____ Task material

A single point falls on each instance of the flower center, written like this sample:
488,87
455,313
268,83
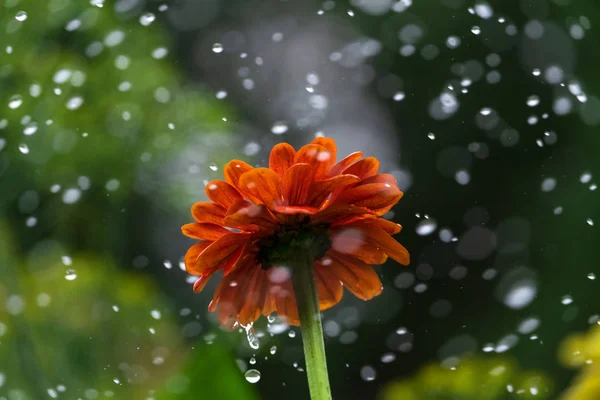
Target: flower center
284,246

________

Task description: Reproduce every item above word for word, but leave the pictures out of your copy.

Response for this exercise:
A single point falls on each instance of the flower center, written like this sample:
488,87
455,313
268,83
Target: flower center
284,246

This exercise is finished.